- What to do
Present the material from its first line through the line containing "Target: rippled water" as a Markdown table with the columns Row and Material line, one numbered row per line, skipping blank lines.

- Data provided

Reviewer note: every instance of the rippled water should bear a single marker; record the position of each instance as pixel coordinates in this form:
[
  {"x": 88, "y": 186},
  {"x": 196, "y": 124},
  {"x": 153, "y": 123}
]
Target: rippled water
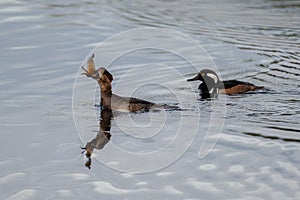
[{"x": 42, "y": 46}]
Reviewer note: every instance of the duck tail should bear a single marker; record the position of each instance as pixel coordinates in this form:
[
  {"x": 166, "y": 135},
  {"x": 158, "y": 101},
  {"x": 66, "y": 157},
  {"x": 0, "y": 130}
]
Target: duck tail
[{"x": 257, "y": 87}]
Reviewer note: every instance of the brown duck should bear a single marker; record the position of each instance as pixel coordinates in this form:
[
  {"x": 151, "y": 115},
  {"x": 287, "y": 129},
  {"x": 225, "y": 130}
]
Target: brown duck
[
  {"x": 110, "y": 100},
  {"x": 211, "y": 85}
]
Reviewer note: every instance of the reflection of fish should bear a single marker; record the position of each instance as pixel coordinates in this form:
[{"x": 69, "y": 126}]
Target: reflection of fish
[
  {"x": 110, "y": 100},
  {"x": 102, "y": 137},
  {"x": 211, "y": 86}
]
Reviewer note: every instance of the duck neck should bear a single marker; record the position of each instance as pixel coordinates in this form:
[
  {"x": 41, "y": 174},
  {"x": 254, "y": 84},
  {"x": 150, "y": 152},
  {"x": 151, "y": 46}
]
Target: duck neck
[
  {"x": 209, "y": 90},
  {"x": 106, "y": 93}
]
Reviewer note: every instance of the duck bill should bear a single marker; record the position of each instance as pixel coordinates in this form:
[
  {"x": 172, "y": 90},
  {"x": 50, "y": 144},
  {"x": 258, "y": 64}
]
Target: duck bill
[{"x": 196, "y": 78}]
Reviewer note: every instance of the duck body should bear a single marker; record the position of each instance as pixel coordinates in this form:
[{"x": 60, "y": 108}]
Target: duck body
[
  {"x": 211, "y": 86},
  {"x": 131, "y": 104},
  {"x": 112, "y": 101},
  {"x": 236, "y": 87}
]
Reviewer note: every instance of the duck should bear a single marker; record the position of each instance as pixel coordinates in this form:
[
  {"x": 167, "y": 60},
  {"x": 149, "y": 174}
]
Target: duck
[
  {"x": 211, "y": 85},
  {"x": 112, "y": 101}
]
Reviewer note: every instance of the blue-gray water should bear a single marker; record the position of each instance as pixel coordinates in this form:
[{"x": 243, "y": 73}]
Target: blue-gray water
[{"x": 42, "y": 47}]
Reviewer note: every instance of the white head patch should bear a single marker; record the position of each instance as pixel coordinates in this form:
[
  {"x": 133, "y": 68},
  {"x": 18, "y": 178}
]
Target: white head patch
[{"x": 213, "y": 76}]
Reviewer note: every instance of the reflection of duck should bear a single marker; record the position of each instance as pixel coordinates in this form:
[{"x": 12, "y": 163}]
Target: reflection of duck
[
  {"x": 102, "y": 137},
  {"x": 211, "y": 86},
  {"x": 110, "y": 100}
]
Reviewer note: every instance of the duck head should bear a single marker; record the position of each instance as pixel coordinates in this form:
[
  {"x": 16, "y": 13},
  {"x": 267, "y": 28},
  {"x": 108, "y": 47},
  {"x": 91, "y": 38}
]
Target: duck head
[
  {"x": 101, "y": 74},
  {"x": 210, "y": 81}
]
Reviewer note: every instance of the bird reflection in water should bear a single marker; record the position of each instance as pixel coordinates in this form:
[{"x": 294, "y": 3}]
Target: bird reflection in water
[{"x": 102, "y": 137}]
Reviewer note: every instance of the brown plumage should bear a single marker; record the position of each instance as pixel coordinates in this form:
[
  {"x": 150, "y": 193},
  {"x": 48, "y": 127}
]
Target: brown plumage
[
  {"x": 211, "y": 86},
  {"x": 110, "y": 100}
]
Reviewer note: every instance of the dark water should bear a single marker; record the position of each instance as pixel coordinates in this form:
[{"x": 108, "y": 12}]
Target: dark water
[{"x": 257, "y": 152}]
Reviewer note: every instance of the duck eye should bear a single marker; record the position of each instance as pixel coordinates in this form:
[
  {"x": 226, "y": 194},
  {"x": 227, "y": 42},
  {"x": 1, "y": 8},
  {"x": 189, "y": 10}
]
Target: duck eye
[{"x": 214, "y": 77}]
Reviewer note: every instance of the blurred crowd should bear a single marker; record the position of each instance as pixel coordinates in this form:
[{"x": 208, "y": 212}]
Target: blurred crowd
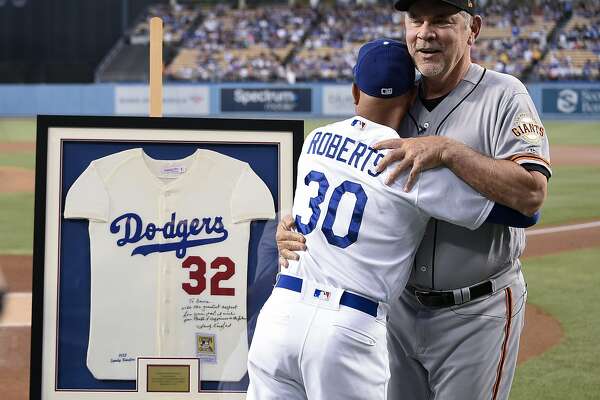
[
  {"x": 177, "y": 20},
  {"x": 539, "y": 39}
]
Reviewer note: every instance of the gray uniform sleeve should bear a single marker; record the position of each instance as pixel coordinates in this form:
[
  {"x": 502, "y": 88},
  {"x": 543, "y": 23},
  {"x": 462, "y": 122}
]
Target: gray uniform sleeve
[
  {"x": 442, "y": 195},
  {"x": 521, "y": 136}
]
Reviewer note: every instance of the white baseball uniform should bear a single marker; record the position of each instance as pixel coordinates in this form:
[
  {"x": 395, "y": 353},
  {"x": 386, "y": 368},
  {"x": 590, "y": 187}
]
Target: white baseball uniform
[
  {"x": 361, "y": 237},
  {"x": 169, "y": 250}
]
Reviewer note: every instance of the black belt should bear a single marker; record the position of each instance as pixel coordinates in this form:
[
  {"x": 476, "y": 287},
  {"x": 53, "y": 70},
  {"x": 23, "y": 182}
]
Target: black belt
[{"x": 451, "y": 298}]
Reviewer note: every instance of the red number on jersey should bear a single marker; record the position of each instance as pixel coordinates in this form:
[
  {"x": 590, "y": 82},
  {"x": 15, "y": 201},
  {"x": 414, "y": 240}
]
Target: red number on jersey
[
  {"x": 215, "y": 289},
  {"x": 197, "y": 275}
]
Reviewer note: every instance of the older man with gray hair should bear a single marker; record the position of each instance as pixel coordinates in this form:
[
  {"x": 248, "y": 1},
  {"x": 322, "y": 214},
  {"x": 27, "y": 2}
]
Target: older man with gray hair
[{"x": 454, "y": 332}]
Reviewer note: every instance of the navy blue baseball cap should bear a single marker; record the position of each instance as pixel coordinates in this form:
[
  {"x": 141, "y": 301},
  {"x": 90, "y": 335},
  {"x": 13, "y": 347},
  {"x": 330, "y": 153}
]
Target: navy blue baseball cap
[
  {"x": 464, "y": 5},
  {"x": 384, "y": 69}
]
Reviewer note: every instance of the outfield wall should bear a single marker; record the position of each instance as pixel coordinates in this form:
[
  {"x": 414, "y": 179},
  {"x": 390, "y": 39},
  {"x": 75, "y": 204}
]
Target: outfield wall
[{"x": 575, "y": 101}]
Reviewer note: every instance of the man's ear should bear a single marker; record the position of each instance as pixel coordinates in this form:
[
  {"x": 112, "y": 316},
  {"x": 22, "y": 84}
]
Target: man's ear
[
  {"x": 475, "y": 29},
  {"x": 412, "y": 96},
  {"x": 355, "y": 93}
]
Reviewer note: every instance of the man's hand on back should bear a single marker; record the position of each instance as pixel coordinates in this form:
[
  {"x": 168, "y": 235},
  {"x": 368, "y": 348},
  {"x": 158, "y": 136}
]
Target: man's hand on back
[
  {"x": 416, "y": 154},
  {"x": 288, "y": 241}
]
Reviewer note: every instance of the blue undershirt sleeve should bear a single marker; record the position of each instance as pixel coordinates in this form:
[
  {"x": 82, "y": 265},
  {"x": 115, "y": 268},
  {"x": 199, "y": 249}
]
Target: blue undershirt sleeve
[{"x": 507, "y": 216}]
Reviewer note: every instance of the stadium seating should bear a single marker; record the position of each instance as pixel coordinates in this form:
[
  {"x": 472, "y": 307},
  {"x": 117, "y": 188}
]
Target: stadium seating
[{"x": 536, "y": 39}]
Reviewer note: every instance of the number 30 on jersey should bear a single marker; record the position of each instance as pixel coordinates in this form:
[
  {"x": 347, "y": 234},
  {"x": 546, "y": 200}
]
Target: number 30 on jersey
[{"x": 327, "y": 226}]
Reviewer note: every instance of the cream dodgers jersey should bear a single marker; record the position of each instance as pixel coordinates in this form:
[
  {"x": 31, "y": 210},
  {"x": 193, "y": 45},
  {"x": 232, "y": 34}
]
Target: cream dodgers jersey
[
  {"x": 169, "y": 251},
  {"x": 362, "y": 235}
]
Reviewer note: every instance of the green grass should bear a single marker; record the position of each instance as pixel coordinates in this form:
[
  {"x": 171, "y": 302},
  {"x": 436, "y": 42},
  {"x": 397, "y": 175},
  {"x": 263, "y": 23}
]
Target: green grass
[
  {"x": 23, "y": 160},
  {"x": 17, "y": 129},
  {"x": 573, "y": 195},
  {"x": 573, "y": 133},
  {"x": 16, "y": 223},
  {"x": 566, "y": 286}
]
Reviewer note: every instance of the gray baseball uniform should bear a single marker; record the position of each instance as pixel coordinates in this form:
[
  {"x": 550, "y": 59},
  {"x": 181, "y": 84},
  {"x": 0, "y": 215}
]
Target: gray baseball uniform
[{"x": 456, "y": 347}]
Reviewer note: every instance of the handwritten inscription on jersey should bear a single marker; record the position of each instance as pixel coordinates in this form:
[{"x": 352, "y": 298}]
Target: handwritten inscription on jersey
[{"x": 134, "y": 230}]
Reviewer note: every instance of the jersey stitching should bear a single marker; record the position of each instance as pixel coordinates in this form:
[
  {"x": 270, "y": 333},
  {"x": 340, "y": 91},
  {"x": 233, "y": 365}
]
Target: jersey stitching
[{"x": 437, "y": 131}]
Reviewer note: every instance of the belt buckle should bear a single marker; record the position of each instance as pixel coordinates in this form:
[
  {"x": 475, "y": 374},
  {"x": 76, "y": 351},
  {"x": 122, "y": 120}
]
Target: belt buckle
[{"x": 418, "y": 294}]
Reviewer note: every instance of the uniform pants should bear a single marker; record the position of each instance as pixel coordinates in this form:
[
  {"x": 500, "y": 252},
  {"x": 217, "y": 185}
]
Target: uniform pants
[
  {"x": 301, "y": 351},
  {"x": 467, "y": 352}
]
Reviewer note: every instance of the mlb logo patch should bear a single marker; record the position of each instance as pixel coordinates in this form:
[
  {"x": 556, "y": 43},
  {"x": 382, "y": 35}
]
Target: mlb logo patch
[
  {"x": 322, "y": 295},
  {"x": 206, "y": 347},
  {"x": 359, "y": 122}
]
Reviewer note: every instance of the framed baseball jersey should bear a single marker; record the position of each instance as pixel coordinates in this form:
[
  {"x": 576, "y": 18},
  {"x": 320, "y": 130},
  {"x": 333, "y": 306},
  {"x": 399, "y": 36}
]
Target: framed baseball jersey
[{"x": 154, "y": 251}]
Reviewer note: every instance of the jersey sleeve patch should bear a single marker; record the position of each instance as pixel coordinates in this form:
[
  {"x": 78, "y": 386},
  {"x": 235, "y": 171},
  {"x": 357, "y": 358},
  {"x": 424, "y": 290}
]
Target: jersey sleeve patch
[
  {"x": 527, "y": 128},
  {"x": 530, "y": 158}
]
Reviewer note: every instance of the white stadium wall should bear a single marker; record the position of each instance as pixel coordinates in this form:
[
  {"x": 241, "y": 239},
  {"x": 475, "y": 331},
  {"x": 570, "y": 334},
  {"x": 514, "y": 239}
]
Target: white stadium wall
[{"x": 574, "y": 101}]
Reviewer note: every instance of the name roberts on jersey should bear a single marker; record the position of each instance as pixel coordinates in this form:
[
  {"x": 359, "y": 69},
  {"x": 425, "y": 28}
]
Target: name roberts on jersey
[{"x": 346, "y": 150}]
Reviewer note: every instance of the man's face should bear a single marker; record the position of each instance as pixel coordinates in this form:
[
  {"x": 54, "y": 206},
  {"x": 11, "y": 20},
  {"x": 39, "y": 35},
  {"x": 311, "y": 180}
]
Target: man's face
[{"x": 437, "y": 36}]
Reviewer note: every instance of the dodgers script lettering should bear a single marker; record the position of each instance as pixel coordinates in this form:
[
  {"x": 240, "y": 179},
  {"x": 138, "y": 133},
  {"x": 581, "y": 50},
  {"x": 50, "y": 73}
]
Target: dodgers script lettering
[{"x": 133, "y": 230}]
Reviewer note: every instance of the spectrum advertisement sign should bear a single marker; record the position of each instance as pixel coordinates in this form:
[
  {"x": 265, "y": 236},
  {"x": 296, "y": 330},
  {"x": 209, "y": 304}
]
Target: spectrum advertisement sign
[
  {"x": 571, "y": 101},
  {"x": 269, "y": 100}
]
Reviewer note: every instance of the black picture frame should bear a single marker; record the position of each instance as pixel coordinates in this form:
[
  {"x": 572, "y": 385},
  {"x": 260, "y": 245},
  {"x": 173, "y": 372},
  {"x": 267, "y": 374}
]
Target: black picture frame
[{"x": 292, "y": 137}]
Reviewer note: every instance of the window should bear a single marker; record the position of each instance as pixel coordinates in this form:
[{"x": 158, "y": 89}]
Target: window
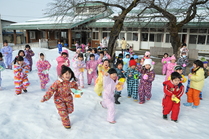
[
  {"x": 192, "y": 39},
  {"x": 152, "y": 37},
  {"x": 208, "y": 40},
  {"x": 129, "y": 36},
  {"x": 105, "y": 34},
  {"x": 159, "y": 37},
  {"x": 121, "y": 35},
  {"x": 193, "y": 30},
  {"x": 32, "y": 35},
  {"x": 96, "y": 35},
  {"x": 144, "y": 36},
  {"x": 167, "y": 38},
  {"x": 201, "y": 39}
]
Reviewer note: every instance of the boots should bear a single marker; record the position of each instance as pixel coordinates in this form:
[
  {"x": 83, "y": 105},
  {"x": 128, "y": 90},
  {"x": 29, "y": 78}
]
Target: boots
[{"x": 116, "y": 98}]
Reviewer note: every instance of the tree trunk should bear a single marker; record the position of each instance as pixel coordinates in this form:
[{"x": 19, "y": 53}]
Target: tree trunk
[
  {"x": 175, "y": 40},
  {"x": 117, "y": 27}
]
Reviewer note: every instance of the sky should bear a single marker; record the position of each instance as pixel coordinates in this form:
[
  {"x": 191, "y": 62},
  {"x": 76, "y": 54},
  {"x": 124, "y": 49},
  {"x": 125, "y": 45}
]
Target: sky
[{"x": 22, "y": 10}]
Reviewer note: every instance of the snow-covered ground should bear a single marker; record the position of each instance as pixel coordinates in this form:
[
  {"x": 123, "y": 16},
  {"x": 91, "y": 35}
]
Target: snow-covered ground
[{"x": 25, "y": 117}]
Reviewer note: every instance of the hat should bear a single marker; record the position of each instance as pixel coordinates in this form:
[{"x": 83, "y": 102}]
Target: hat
[
  {"x": 112, "y": 71},
  {"x": 135, "y": 57},
  {"x": 178, "y": 67},
  {"x": 132, "y": 63},
  {"x": 148, "y": 62},
  {"x": 147, "y": 53},
  {"x": 204, "y": 60},
  {"x": 173, "y": 57}
]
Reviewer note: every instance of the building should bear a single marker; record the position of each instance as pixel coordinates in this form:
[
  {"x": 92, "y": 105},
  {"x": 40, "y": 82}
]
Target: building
[
  {"x": 11, "y": 36},
  {"x": 93, "y": 24}
]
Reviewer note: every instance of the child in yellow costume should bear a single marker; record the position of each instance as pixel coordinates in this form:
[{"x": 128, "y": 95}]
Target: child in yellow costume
[
  {"x": 102, "y": 69},
  {"x": 180, "y": 71}
]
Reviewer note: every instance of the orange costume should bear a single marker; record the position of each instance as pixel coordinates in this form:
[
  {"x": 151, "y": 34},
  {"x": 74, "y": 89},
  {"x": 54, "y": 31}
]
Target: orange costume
[
  {"x": 63, "y": 98},
  {"x": 20, "y": 77}
]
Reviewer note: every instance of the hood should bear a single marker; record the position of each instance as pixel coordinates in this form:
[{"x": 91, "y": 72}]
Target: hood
[
  {"x": 148, "y": 61},
  {"x": 65, "y": 51}
]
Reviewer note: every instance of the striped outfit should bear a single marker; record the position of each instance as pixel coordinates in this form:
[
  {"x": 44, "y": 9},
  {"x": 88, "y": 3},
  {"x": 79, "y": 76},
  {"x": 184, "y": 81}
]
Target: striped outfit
[
  {"x": 20, "y": 77},
  {"x": 132, "y": 83}
]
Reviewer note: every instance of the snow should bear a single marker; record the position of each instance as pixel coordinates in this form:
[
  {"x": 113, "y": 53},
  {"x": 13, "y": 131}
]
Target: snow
[{"x": 25, "y": 117}]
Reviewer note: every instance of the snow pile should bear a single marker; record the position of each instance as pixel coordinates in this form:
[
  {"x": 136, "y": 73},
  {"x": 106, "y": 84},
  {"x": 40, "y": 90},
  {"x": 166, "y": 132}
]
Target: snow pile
[{"x": 25, "y": 117}]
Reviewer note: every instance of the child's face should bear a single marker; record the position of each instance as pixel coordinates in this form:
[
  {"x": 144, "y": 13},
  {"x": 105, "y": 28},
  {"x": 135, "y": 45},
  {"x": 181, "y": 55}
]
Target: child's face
[
  {"x": 66, "y": 76},
  {"x": 106, "y": 64},
  {"x": 21, "y": 54},
  {"x": 101, "y": 55},
  {"x": 64, "y": 55},
  {"x": 176, "y": 81},
  {"x": 80, "y": 58},
  {"x": 173, "y": 61},
  {"x": 205, "y": 65},
  {"x": 133, "y": 67},
  {"x": 92, "y": 58},
  {"x": 42, "y": 57},
  {"x": 113, "y": 76},
  {"x": 120, "y": 66},
  {"x": 194, "y": 65},
  {"x": 147, "y": 66},
  {"x": 179, "y": 71},
  {"x": 20, "y": 62}
]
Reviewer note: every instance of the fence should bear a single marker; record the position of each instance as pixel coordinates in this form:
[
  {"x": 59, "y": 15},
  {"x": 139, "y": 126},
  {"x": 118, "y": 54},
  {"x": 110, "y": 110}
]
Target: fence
[{"x": 159, "y": 51}]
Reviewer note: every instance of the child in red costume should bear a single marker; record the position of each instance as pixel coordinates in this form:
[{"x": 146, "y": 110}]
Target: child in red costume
[
  {"x": 173, "y": 90},
  {"x": 63, "y": 98}
]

- Solution below
| Row | Material line |
|---|---|
| 1 | Reviewer note: every instance of the rippled water should bear a single marker; record the position of each instance as pixel coordinates in this form: |
| 2 | [ |
| 3 |   {"x": 88, "y": 186}, |
| 4 |   {"x": 196, "y": 124}, |
| 5 |   {"x": 153, "y": 123} |
| 6 | ] |
| 7 | Target: rippled water |